Extracted records:
* * * * * * *
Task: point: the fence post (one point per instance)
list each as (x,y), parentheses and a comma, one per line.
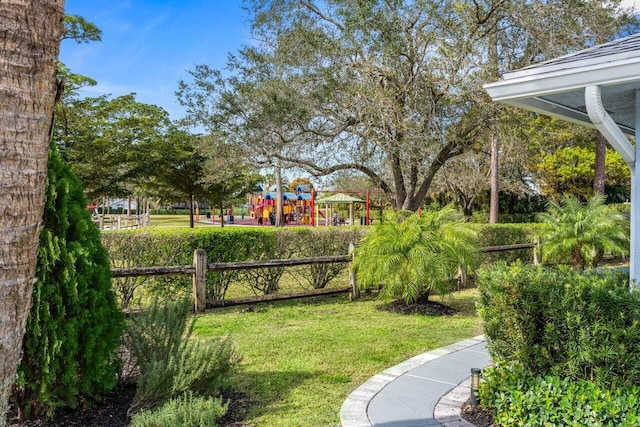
(199,279)
(355,290)
(536,252)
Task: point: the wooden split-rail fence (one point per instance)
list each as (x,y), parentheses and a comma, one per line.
(200,268)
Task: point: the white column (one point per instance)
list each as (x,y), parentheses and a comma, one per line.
(634,255)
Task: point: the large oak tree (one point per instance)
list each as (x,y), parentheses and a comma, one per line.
(31,32)
(389,88)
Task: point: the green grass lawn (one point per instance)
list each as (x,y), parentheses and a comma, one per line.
(301,359)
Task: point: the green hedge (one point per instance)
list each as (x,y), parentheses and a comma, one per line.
(566,344)
(161,247)
(581,325)
(521,399)
(507,234)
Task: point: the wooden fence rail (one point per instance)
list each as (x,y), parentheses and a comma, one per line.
(200,268)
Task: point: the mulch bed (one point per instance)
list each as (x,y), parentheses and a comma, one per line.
(476,416)
(426,308)
(111,411)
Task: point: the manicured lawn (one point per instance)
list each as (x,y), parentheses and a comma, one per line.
(302,358)
(170,221)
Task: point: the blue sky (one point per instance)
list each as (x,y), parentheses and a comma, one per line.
(148,45)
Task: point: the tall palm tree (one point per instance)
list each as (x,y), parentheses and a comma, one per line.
(414,255)
(31,32)
(582,232)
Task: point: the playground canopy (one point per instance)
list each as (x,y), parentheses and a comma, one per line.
(341,198)
(596,87)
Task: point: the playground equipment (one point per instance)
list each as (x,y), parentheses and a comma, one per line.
(297,206)
(303,208)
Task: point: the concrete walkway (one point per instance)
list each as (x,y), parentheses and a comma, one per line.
(426,390)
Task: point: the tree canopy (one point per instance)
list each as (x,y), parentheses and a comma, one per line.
(392,89)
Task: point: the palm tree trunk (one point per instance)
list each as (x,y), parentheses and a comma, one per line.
(31,32)
(599,166)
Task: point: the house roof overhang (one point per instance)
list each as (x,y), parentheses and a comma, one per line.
(557,87)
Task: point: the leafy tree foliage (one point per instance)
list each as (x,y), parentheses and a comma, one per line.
(80,30)
(75,323)
(391,89)
(582,232)
(570,171)
(414,255)
(107,141)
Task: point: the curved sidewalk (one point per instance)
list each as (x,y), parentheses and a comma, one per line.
(426,390)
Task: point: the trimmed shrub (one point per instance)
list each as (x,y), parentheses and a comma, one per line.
(171,363)
(185,411)
(506,234)
(580,325)
(74,327)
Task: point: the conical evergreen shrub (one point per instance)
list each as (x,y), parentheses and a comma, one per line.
(75,325)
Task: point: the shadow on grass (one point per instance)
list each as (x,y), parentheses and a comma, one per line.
(263,389)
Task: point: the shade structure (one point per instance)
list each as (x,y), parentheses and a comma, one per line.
(596,87)
(341,198)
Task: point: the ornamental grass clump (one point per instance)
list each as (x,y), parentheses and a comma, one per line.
(415,255)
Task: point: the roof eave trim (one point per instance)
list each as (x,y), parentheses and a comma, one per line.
(547,83)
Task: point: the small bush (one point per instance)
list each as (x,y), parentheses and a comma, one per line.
(170,362)
(519,398)
(186,411)
(580,325)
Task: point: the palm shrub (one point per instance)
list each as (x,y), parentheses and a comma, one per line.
(74,327)
(414,255)
(582,232)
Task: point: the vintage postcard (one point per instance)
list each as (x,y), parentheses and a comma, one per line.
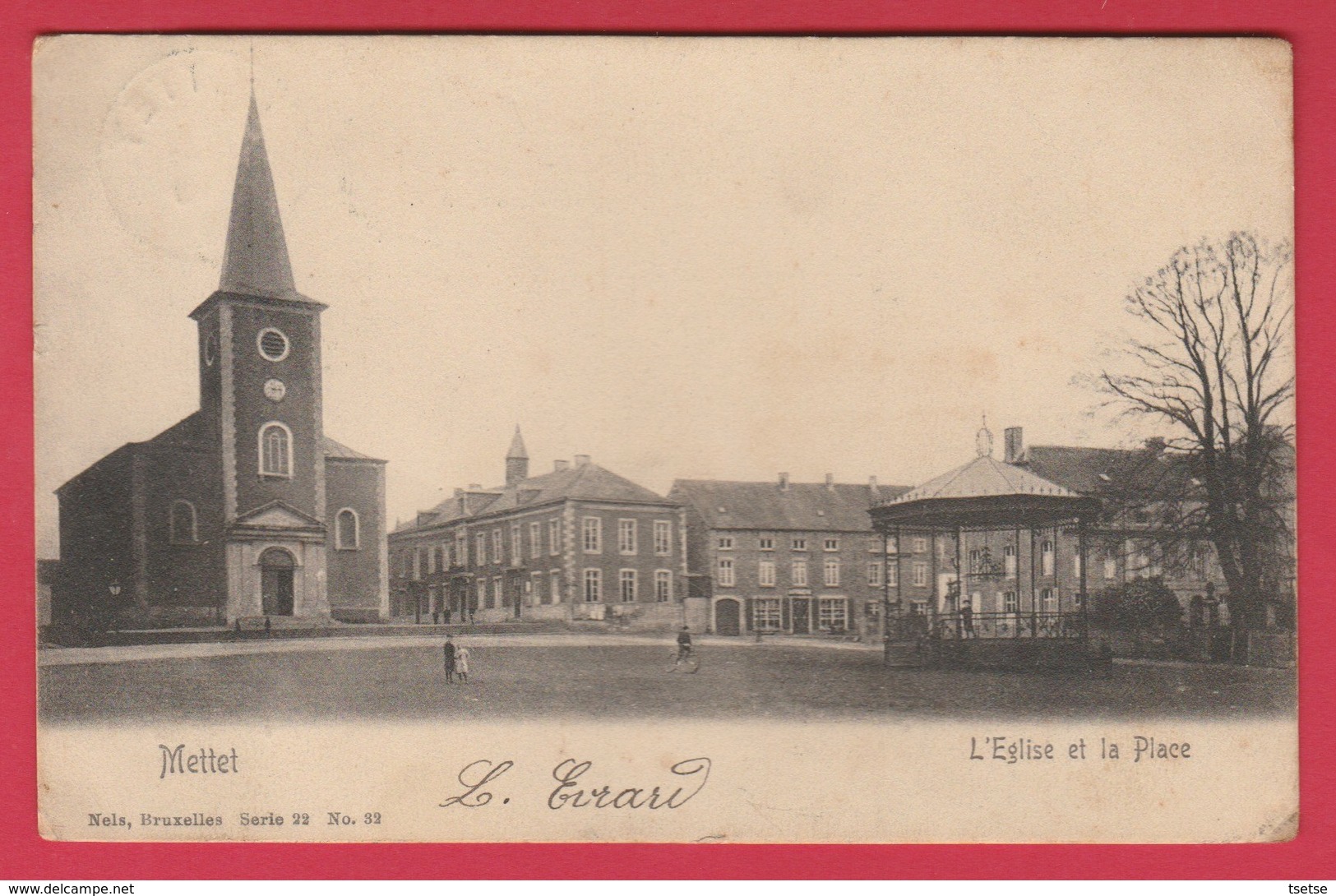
(722,440)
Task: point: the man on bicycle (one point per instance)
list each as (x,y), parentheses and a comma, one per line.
(683,644)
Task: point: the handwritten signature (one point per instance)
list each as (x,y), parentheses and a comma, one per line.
(576,793)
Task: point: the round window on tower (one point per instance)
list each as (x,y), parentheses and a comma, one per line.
(273,344)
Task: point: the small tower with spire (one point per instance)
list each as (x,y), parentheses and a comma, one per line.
(516,460)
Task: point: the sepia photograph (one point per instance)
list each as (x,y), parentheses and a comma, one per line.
(576,438)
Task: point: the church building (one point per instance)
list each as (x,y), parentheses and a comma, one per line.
(246,508)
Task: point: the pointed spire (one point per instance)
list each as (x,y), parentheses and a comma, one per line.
(517,450)
(256,256)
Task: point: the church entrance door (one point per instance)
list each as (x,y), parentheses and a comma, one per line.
(275,581)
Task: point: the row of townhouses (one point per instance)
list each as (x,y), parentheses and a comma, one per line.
(581,543)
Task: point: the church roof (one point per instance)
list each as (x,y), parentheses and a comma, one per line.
(256,256)
(583,483)
(983,477)
(517,450)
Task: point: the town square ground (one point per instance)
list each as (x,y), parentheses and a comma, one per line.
(605,676)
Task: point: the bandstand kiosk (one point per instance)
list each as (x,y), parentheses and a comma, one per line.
(1008,583)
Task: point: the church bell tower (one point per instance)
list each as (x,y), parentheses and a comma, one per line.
(260,363)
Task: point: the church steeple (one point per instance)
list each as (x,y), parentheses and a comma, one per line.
(516,460)
(256,256)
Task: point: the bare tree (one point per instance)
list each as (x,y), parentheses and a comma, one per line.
(1214,363)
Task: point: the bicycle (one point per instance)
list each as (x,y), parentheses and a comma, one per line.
(686,661)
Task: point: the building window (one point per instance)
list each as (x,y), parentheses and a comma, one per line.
(275,450)
(273,344)
(833,613)
(765,615)
(663,537)
(592,530)
(182,524)
(594,585)
(663,585)
(626,536)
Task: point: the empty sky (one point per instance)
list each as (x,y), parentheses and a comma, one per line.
(687,258)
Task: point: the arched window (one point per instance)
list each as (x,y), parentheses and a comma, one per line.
(346,530)
(182,524)
(275,450)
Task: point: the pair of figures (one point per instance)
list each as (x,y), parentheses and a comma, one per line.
(455,661)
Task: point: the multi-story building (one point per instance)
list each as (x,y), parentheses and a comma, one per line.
(246,506)
(794,557)
(579,543)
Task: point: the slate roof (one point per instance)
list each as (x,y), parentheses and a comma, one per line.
(584,483)
(1104,472)
(803,506)
(256,256)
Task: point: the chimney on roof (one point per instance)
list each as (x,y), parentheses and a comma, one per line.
(1013,444)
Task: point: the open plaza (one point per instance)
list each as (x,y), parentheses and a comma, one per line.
(611,676)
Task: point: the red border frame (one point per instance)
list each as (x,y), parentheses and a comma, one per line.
(1308,25)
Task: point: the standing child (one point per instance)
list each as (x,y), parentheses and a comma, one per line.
(461,663)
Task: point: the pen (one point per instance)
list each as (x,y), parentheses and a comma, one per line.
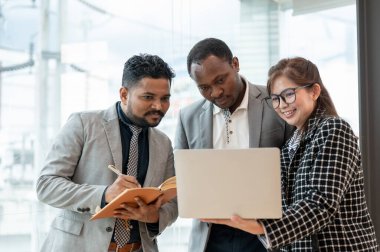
(113,168)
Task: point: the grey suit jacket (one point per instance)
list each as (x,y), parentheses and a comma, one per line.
(195,131)
(75,176)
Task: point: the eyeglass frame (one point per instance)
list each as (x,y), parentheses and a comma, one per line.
(283,98)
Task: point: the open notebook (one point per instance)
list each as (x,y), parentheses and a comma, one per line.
(218,183)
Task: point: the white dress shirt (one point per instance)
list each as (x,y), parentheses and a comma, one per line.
(238,129)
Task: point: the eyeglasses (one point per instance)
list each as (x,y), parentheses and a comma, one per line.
(287,95)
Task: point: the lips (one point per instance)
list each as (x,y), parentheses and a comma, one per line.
(221,101)
(155,113)
(288,113)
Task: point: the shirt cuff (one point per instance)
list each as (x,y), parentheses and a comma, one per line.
(103,203)
(264,239)
(153,228)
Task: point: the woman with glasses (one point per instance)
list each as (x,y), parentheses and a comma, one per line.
(324,207)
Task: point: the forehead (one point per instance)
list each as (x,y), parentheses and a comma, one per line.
(282,82)
(150,85)
(209,68)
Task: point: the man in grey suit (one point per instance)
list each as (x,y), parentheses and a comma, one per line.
(233,115)
(75,177)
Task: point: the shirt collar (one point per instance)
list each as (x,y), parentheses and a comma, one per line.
(243,105)
(123,117)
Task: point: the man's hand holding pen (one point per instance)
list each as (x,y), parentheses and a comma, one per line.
(121,183)
(143,212)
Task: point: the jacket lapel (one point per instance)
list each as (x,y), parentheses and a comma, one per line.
(153,157)
(205,127)
(112,129)
(255,110)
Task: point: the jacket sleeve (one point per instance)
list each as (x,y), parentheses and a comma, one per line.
(332,168)
(54,185)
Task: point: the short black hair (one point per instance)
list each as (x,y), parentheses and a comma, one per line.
(207,47)
(145,65)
* * * * * * *
## Task brief
Can you rewrite the lines as a JSON list of strings, one string per line and blank lines omitted, starting with the line that contains "Task: point: the open notebook" and continuing through the last line?

## Exercise output
[
  "Task: point: the open notebook (one point per instance)",
  "list each as (x,y), parentheses and a comma, one per line.",
  "(218,183)",
  "Task: point: the white dress shirt (one point per instance)",
  "list each as (x,y), parentheses and a comma, one per line.",
  "(238,129)",
  "Task: point: the eyeglasses (one point per instance)",
  "list each as (x,y), parentheses and a comma, one per line.",
  "(287,95)",
  "Task: point: the lips (one point per instance)",
  "list each as (x,y), parentheses and a comma, one per line.",
  "(221,101)",
  "(155,113)",
  "(288,113)",
  "Task: point: the shirt cuff (one point per instance)",
  "list each as (x,y), parentheses and a comma, one per line.",
  "(103,203)",
  "(264,239)",
  "(153,228)",
  "Task: point: the woman with glasses (one point per instance)",
  "list each as (x,y), parentheses and a comma, one per line.",
  "(324,207)",
  "Task: point: the forehead (one point per instance)",
  "list each as (x,y), parentheses and a comma, one per line.",
  "(282,82)",
  "(150,85)",
  "(209,68)",
  "Task: point: the man in grey suit (one point per instance)",
  "list each as (x,y), parentheses and a comma, one per line.",
  "(233,115)",
  "(75,177)",
  "Task: point: the shirt collar (one point per instance)",
  "list each as (x,y), parentheses and a comma, one per line.",
  "(243,105)",
  "(123,117)",
  "Task: point: the man's hand holding pen (one point per instance)",
  "list each as (x,y), parentheses and a comma, one per line.",
  "(121,183)",
  "(143,212)",
  "Task: point: the jacket lapel (one point per instance)",
  "list each as (x,y), parentheses and a comma, one per line.",
  "(153,157)",
  "(205,127)",
  "(112,129)",
  "(255,110)",
  "Task: point: the jacket sleeve (one point per instance)",
  "list each as (x,y), parentheses and a comma, one per line.",
  "(332,168)",
  "(54,185)",
  "Task: point: the short black hair (one point per instance)",
  "list each as (x,y), parentheses and a comma, one per line.",
  "(207,47)",
  "(145,65)"
]